Passage for review =>
____
One of the only drawbacks of Hyde Park (like Bestival Toronto before that, when the sun had the bloody nerve to beat down on Robert, Simon, Roger, Reeves and Jason, each clad in defiant black and gravity immune hair) was that the time of early /midsummer they occurred meant our heroes had to appear before the earth turned to meet them at the appointed time of dusk-where-dark-falls within minutes. Magic hour. But tonight (as me and my friend obsessively figured out a month ahead of time) the fading season is at last ideal for The Cure to take the stage.

This is a band who needs no extravagance or welcomes-to-the-stage, but we are in the age of necessary high-calibre screens and we appreciate the attractive effects, and tonight for our first time live, we get to see these things done to full effect (reportedly Bestival Toronto in 2016 was an early test / debut for the new feature, one interrupted by weather and sound issues outdoors, as well as having a limited impact due to that infernal daylight). Everyone, now, standing at every corner of this large golf course-by-day, can enjoy some sort of view. Everyone gets the full show, even if getting close to the stage is just a myth for most of us who like to eat, drink, move and get merch. The Cure is perfect tonight, the set not unfamiliar to those of us who’ve imbibed to near-overdose all summer on the joy of official live streams and secreted BBC footage, watched and cheered from our homes in midday from across time zones with dregs of old wine in hand at solo parties before the triumphant shows in Sydney, Glastonbury, and Rock en Seine.
____
Listed records =>
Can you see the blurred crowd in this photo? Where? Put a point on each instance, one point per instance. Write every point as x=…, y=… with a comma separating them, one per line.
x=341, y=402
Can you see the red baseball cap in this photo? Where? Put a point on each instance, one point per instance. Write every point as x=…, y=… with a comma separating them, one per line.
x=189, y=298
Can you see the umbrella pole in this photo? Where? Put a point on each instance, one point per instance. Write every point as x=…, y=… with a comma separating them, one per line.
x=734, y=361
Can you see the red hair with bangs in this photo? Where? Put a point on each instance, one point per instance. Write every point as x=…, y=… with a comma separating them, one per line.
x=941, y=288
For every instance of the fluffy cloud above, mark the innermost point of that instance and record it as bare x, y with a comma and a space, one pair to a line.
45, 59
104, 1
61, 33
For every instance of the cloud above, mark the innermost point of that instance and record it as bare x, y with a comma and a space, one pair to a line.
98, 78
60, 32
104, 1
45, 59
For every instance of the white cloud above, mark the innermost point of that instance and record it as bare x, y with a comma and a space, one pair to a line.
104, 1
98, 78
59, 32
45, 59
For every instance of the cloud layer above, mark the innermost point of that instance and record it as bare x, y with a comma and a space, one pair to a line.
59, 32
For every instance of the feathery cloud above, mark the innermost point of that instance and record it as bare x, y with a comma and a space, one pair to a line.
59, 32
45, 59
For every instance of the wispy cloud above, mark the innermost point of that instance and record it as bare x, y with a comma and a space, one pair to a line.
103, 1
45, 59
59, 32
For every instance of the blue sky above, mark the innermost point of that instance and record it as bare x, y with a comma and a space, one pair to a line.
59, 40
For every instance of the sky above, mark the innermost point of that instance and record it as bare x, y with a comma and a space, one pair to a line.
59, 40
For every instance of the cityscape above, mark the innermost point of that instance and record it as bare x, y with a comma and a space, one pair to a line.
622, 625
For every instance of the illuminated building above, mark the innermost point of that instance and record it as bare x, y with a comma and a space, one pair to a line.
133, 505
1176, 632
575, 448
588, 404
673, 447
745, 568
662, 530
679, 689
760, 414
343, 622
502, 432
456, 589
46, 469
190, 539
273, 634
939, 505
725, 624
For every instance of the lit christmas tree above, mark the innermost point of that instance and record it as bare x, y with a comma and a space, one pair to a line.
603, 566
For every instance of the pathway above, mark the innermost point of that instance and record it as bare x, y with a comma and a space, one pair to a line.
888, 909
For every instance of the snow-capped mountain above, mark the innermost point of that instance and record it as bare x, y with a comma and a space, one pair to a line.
____
Activity list =>
1. According to the concert review, in what year was Bestival Toronto reportedly an early test of the new feature?
2. Copy the part of the concert review between "One of the only" and "take the stage.", inclusive.

Numbered answers =>
1. 2016

2.
One of the only drawbacks of Hyde Park (like Bestival Toronto before that, when the sun had the bloody nerve to beat down on Robert, Simon, Roger, Reeves and Jason, each clad in defiant black and gravity immune hair) was that the time of early /midsummer they occurred meant our heroes had to appear before the earth turned to meet them at the appointed time of dusk-where-dark-falls within minutes. Magic hour. But tonight (as me and my friend obsessively figured out a month ahead of time) the fading season is at last ideal for The Cure to take the stage.